PROBLEMS AND TASKS:
A. According to the KEA passage, how many Democrats who lost their bids in the 13 districts that flipped to Republican control had the Kentucky Educators' Political Action Committee endorsed?
B. Extend the KEA passage, picking up right after its final sentence.

PROVIDED PASSAGE:
──────────────────────────────

KEA has vehemently opposed choice initiatives, though how that opposition will fare in next year’s legislative session, particularly in the House, remains to be seen.
KEA President Eddie Campbell said with up to 13 new Republicans in the legislature, the organization will focus on forging and developing relationships with lawmakers in the upcoming session.
“We have a responsibility as a commonwealth to fund our public schools and to ensure that students have that high-quality education, so I think as we move into the session, being able to work and grow with all of the legislators, old ones and new ones that are coming in, will be vitally important to ensuring that our public schools are funded and fully funded the way they need to be,” Campbell said.
Of the 13 districts that flipped from Democratic to Republican control, the Kentucky Educators’ Political Action Committee endorsed 11 Democrats who lost their bids.
Three of the 13 Republicans who won – John Dixon of Henderson, Shawn McPherson of Scottsville and Patrick Flannery of Olive Hill – were either identified as against school choice or mixed on the issue in voter guides compiled by the conservative Commonwealth Policy Center.
“That’s just part of the political process,” Campbell said when asked whether such endorsements will impact KEA’s ability to engage freshmen Republicans. “Once people are elected, building that relationship becomes more of a one-on-one interaction, having conversations.
“When we start talking about public schools and we talk about students and we talk about educators who are serving the community and those students in those public schools, we find oftentimes that we often agree on a lot of things.”
KEA’s political arm also endorsed 16 Democrats who unsuccessfully ran in GOP districts and seven Republicans who won their reelection campaigns.
Whether lawmakers will approve education opportunity accounts or other school choice measures like funding charter schools in the upcoming 30-day session is unclear.
The legislature will need to finalize the second year of the biennial budget after the coronavirus pandemic upended this year’s session.
Some legislative leaders have also indicated their desire to address gubernatorial powers during a public health emergency following Gov. Andy Beshear’s directives meant to mitigate the spread of COVID-19 by restricting public gathering, such as initially closing restaurants and bars to in-person dining and drinking.

──────────────────────────────

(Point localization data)
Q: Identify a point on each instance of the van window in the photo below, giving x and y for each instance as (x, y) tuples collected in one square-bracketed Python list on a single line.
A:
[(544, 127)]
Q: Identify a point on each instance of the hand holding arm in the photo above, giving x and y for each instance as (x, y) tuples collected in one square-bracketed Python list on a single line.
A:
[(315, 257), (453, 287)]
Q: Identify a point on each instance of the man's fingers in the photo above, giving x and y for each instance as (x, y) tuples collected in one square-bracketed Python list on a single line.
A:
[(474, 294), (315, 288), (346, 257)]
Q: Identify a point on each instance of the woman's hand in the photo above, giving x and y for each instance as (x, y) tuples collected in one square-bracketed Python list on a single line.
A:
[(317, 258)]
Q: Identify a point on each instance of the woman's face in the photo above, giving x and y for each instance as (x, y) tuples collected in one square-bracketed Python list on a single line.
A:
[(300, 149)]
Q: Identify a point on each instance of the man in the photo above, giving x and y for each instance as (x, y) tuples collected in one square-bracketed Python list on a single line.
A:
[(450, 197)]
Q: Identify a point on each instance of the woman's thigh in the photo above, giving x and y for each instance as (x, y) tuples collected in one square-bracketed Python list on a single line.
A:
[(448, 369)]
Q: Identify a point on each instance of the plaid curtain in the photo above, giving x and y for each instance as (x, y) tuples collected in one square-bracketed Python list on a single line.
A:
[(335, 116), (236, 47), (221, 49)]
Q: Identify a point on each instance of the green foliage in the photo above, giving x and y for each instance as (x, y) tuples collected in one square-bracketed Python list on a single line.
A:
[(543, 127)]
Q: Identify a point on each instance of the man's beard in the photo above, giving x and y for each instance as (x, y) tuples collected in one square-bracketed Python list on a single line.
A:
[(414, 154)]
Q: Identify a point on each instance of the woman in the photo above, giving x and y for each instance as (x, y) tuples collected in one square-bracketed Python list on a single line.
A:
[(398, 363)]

──────────────────────────────

SOLVED PROBLEMS:
A. 11

B.
Beshear’s COVID-19 executive orders are at the center of a Kentucky Supreme Court battle between his administration and Attorney General Daniel Cameron’s office. A federal judge previously blocked enforcement of Beshear’s ban on in-person church services in May.
House Speaker David Osborne’s office did not immediately respond to a message seeking comment on whether he will prioritize school choice legislation in the upcoming session.
Vandiver said lawmakers cannot afford to push school choice aside again in the 2021 session. An August poll conducted for EdChoice Kentucky by Cygnal, a research firm based in Washington, D.C., found that 76.7% of its 620 respondents in rural congressional districts, which excluded the 3rd Congressional District that includes Louisville and the 6th Congressional District that includes Lexington, either strongly or somewhat supported the concept of educational choice.
“Every year we kick the can down the road, you have more and more kids falling behind, and it’s not any different this year,” he said.
“In fact, it’s even more relevant this year because you have families who maybe would normally be sending their child to a non-public schools, but because their parents lost their jobs they can’t afford it. You have students who are doing (nontraditional instruction) and that’s just not working for them, and they need another option.”
Campbell, however, isn’t so certain that lawmakers will consider school choice legislation when they convene in January for what is “going to be an interesting session,” he said.
“We review bills that impact public education,” he said. “We’ll review those one at a time and then begin our work advocating for students and educators in our public schools all across the commonwealth.”